Texto proporcionado:
□ □ □

MEMORIA DE FRAY TORIBIO MINGUELLA Y ARNEDO
Se cumplen cien años de la muerte de quien fue
conocido como “El Obispo Historiador”
El 28 de marzo de 1917 renunció
a su cargo como obispo de la diócesis don Toribio Minguella y Arnedo quien llegó
a Sigüenza el 12 de junio de 1898 en el tren de la mañana. Era, don Toribio, hijo
de un comerciante en tejidos natural de Tarazona, y de Margarita Arnedo,
natural de Igea de Cornago, en La Rioja, donde don Toribio vio la luz del mundo
el 16 de abril de 1836. El tren se detuvo en la estación de Sigüenza a eso del
mediodía. Allí, en la estación, lo aguardaban lo que se llamó “las fuerzas vivas” de la población. Es
decir, las autoridades de la ciudad que no habían subido al tren a lo largo del
trayecto que lo llevó desde Madrid a la ciudad episcopal; el Cabildo de la
catedral y, por supuesto, los vecinos de Sigüenza y de los pueblos próximos en
un domingo luminoso como pocos que se convirtió, a causa del acto, en día de
fiesta mayor.
Tomó el tren, como decimos, en
Madrid, a primera hora de la mañana, en compañía del diputado en el Congreso
por el distrito de Sigüenza, el notario de Atienza don Bruno Pascual Ruilópez,
además de algunos clérigos y de quien le sustituiría en su antiguo obispado de
Puerto Rico, a pesar de que ya no viajaría a aquellas tierras, el Padre Valdés.
De Madrid partió el tren en
dirección a Guadalajara, donde salieron a saludarle para acompañarle a la
ciudad de la catedral, el Alcalde y el Gobernador Civil. La siguiente parada
fue en Jadraque, donde se unió el Alcalde de Sigüenza, don Marcelino Albacete,
y a un kilómetro escaso de la catedral, cuando se sintió la llegada, las
campanas comenzaron a tañer. En la estación recibió el saludo del Cabildo y de
la Banda de Música, que le tocó el himno de los Infantes.
Por supuesto, a las puertas de
la estación aguardaba la mítica mula blanca, con sus ricos cobertores de seda
roja, aunque sin herraduras de plata, como es fama que fueron las que en
tiempos medievales llevaron a la catedral a alguno de sus obispos. La mula
blanca, que trataba de significar la pureza, en el pelaje del animal y la
entrada del pastor en su ciudad, como Jesús en Jerusalén.

□ □ □

Problema breve a:
Localiza en los registros cada línea que contenga la palabra "tree" y cópiala.
El texto y los registros no tienen relación entre sí.

□ □ □

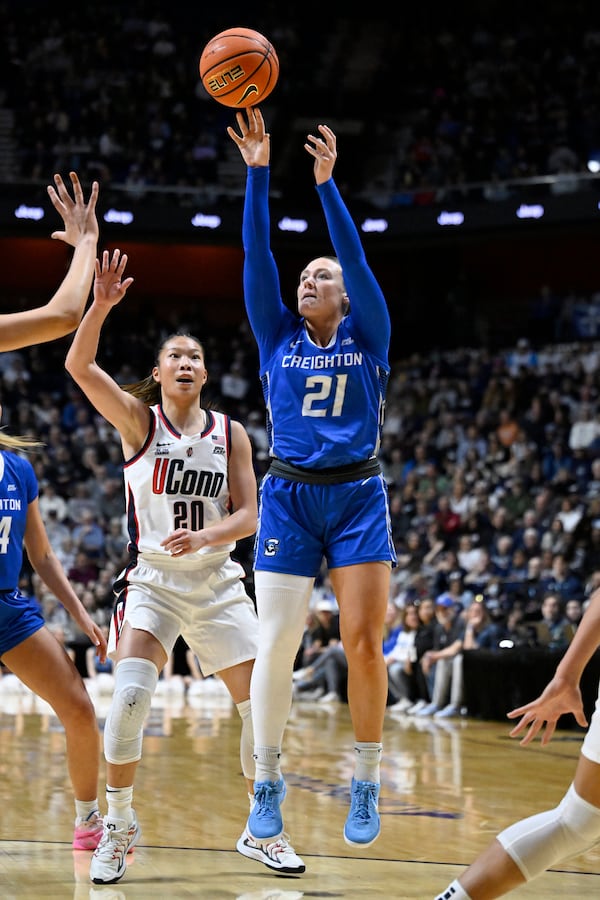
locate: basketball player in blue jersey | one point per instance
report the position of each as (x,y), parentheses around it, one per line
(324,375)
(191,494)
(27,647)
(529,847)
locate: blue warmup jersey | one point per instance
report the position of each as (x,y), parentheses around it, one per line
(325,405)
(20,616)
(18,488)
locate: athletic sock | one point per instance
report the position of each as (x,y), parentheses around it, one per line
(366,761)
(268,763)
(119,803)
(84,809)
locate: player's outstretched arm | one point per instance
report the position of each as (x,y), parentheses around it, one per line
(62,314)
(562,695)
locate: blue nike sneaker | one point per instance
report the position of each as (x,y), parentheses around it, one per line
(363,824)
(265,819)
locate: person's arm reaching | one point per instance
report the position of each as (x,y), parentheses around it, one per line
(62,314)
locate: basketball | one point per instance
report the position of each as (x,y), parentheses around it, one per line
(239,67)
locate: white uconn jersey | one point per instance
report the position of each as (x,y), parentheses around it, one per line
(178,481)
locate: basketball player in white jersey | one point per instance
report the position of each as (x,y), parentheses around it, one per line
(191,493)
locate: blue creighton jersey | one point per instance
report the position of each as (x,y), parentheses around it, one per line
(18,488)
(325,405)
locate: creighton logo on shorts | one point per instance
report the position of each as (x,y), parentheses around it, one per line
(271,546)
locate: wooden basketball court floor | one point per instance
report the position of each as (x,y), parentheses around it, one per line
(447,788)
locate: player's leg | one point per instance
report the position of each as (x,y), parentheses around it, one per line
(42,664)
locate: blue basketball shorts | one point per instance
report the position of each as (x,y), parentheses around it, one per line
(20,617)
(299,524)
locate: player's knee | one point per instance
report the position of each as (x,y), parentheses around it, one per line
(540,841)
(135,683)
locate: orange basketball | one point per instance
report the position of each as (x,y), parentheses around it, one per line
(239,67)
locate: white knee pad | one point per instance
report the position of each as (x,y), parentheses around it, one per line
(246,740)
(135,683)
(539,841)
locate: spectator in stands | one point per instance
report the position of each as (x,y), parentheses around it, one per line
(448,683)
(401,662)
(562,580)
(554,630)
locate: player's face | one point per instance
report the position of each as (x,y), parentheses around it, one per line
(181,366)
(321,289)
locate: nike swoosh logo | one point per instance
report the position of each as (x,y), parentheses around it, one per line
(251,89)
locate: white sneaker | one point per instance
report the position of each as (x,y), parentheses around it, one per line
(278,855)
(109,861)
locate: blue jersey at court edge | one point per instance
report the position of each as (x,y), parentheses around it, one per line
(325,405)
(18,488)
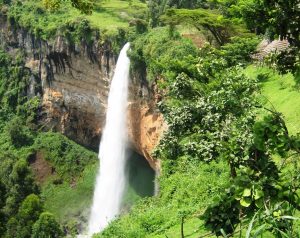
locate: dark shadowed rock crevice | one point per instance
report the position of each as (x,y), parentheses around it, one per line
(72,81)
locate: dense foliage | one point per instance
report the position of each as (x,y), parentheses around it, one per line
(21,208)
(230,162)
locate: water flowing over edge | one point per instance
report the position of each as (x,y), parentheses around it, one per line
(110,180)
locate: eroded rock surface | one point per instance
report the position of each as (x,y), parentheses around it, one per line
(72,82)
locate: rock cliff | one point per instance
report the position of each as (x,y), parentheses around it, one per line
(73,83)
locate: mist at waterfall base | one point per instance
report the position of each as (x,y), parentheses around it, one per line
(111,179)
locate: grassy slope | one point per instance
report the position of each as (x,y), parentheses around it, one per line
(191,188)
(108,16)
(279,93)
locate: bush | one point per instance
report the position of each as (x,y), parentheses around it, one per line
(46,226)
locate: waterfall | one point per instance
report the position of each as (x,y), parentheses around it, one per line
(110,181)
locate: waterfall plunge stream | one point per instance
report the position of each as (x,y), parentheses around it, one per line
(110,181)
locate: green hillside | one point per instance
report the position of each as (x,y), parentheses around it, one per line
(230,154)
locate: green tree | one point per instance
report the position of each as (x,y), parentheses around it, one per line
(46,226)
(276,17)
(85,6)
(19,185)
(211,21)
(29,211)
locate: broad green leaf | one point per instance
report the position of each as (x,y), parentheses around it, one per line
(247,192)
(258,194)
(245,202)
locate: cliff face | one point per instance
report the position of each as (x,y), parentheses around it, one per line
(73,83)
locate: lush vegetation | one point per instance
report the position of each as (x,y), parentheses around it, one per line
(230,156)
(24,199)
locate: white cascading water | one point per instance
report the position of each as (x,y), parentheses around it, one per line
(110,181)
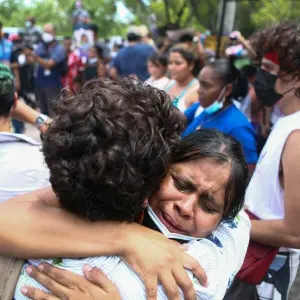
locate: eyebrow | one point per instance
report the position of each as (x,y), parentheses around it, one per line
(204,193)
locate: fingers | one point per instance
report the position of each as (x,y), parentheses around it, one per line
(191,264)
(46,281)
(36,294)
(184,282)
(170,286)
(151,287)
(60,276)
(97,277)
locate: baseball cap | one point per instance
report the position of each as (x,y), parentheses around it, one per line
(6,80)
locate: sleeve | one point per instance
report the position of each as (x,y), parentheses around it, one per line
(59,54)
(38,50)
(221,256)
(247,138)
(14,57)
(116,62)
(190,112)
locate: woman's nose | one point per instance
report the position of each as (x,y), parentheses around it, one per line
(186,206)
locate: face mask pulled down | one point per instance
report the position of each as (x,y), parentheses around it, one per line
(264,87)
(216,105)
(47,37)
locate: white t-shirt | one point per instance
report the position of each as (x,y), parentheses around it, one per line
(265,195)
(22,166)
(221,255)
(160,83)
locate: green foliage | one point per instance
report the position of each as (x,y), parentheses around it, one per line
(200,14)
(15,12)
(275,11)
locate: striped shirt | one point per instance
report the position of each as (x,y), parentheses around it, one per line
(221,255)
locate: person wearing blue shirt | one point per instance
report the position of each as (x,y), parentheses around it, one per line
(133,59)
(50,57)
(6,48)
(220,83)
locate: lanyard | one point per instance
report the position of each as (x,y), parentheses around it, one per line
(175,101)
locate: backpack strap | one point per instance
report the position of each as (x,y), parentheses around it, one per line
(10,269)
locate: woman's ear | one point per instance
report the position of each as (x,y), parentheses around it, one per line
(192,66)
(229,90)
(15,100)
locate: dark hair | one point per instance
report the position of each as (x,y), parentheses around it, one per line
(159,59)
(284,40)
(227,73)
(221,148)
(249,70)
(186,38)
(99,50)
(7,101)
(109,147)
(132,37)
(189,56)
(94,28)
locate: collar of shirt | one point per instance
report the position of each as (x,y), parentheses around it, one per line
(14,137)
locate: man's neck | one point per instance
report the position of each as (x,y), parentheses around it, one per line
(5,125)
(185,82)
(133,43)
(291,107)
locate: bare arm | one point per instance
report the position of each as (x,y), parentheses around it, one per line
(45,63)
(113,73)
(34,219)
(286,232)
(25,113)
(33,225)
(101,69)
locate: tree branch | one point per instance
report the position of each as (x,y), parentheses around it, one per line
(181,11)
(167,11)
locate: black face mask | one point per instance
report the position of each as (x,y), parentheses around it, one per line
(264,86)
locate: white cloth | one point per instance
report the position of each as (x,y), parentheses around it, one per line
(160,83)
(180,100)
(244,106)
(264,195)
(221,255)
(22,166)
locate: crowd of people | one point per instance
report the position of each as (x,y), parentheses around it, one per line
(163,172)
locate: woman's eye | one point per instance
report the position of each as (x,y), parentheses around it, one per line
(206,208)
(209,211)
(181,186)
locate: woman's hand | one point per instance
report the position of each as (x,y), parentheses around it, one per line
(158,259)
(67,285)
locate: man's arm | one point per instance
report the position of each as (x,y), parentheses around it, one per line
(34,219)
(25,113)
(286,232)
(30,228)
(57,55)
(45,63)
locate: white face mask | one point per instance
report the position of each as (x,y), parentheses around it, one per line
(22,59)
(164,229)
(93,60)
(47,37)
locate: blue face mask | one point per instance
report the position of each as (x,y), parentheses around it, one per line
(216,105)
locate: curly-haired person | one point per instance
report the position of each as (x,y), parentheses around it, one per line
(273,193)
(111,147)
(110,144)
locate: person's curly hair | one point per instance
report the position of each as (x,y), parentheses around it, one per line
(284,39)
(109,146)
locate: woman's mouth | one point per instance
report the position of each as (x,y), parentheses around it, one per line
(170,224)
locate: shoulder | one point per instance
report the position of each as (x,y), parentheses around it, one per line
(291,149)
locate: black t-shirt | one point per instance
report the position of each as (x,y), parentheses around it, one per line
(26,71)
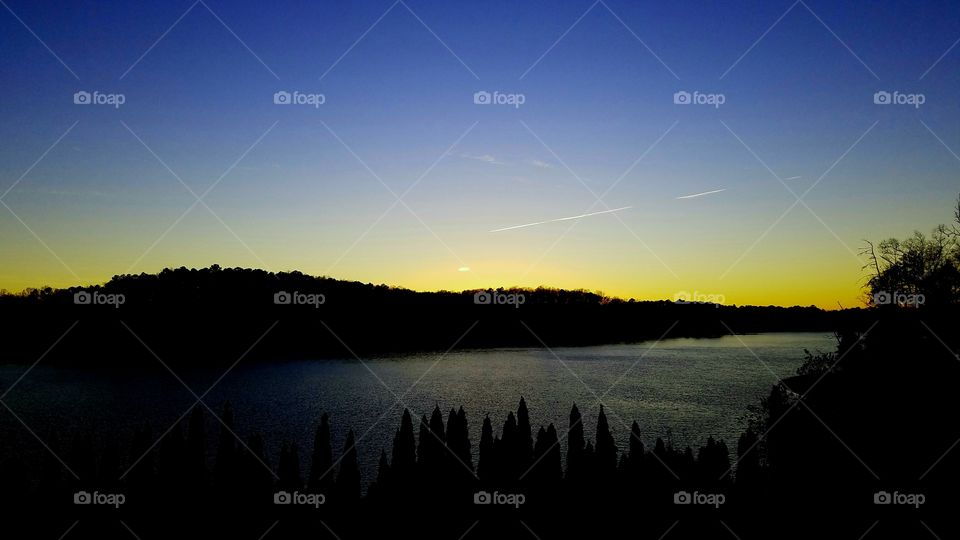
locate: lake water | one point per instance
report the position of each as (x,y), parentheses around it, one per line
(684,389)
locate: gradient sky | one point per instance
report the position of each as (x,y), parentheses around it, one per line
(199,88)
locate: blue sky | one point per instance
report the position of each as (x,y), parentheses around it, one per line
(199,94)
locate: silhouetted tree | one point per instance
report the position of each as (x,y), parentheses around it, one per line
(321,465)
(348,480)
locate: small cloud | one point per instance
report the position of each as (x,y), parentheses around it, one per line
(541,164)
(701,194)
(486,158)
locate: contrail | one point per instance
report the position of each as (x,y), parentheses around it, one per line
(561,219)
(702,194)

□ □ □

Problema breve b:
Prosigue el texto sobre la llegada del obispo Toribio Minguella a Sigüenza a partir de su última oración.

Respuesta a:
locate: green tree | one point per instance
locate: tree branch | one point per instance
locate: silhouetted tree | one point per instance

Respuesta b:
Traía a sus espaldas don Toribio
una larga biografía de estudios, obras y cargos; pues desde que ingresó en el
seminario de Tarazona con once años de edad, hasta pasar al de Monteagudo, poco
antes de cumplir los veinte, no pasó prácticamente un día sin que hiciese algo
nuevo.
Contaba, cuando llegó a Sigüenza, con 62
años de edad, y en estos había recorrido medio mundo, desde Filipinas al Nuevo
Continente, sin dejar los cuatro puntos cardinales de España, por donde quedó
huella de su paso. A Filipinas, para hacerse cargo de la enseñanza de sus
naturales llegó en 1858 y, entendiendo que la mejor manera de relacionarse con
su nueva feligresía era aprendiendo su idioma, lo hizo, el tagalo, escribiendo
en este idioma una gramática que fue considerada en su tiempo, y mucho después,
como de las mejores y más completas conocidas. Contaba entonces, cuando embarcó
rumbó a Filipinas, 22 años de edad. Y allí, en Filipinas, se ordenó sacerdote.
Eran los años previos a las guerras
coloniales que llevarían a la pérdida de las de América y, por supuesto, de
Filipinas. Antes de que esto ocurriera don Toribio recorrió aquellos lugares
que años después se harían famosos a causa de la guerra, desde Imus a Cavite,
entonces predicando la paz. A pesar de que también tuvo que administrar
sacramentos a quienes cayeron en acciones de guerra.
Regresó a España casi veinte años después de
la partida. A la revoltosa España de la década de 1870. Una España que se
enzarzaba de nuevo en guerras civiles. La de estos años se llevó a quien fue
considerado héroe en cien batallas, su hermano José, o mejor, el bizarro
brigadier Minguella, que murió en Tudela a consecuencia de las heridas de su
última batalla, y después de que un sargento cargase con él a lo largo de
varios kilómetros, bajo el fuego de la fusilería.
Regresó fray Toribio para continuar por aquí
con la labor emprendida por allí, de renovar lo que en su mano estaba, y
continuar estudiando, aprendiendo y dando a conocer lo aprendido.
Aquí emprendió la reconstrucción del
Monasterio de San Millán de la Cogolla, al ser nombrado rector de aquel en
1878, y emprendido el camino de este y luego de organizar sus archivos y dejar
escrito su “Estudio Histórico Religioso
de San Millán”, se empeñó en una nueva reconstrucción monacal, Nuestra
Señora de Valvanera, que como San Millán, se vio afectado por las
desamortizaciones del siglo, y del que escribió y dio a conocer su historia en
una obra de culto: “Historia de Valvanera”.
Tras un breve paso por Madrid tuvo que hacer de nuevo las maletas para viajar a
Puerto Rico en 1894, ya en tiempos revueltos, a pesar de que aguantó en el
obispado hasta el último momento, hasta que la independencia lo mandó de
regreso a España.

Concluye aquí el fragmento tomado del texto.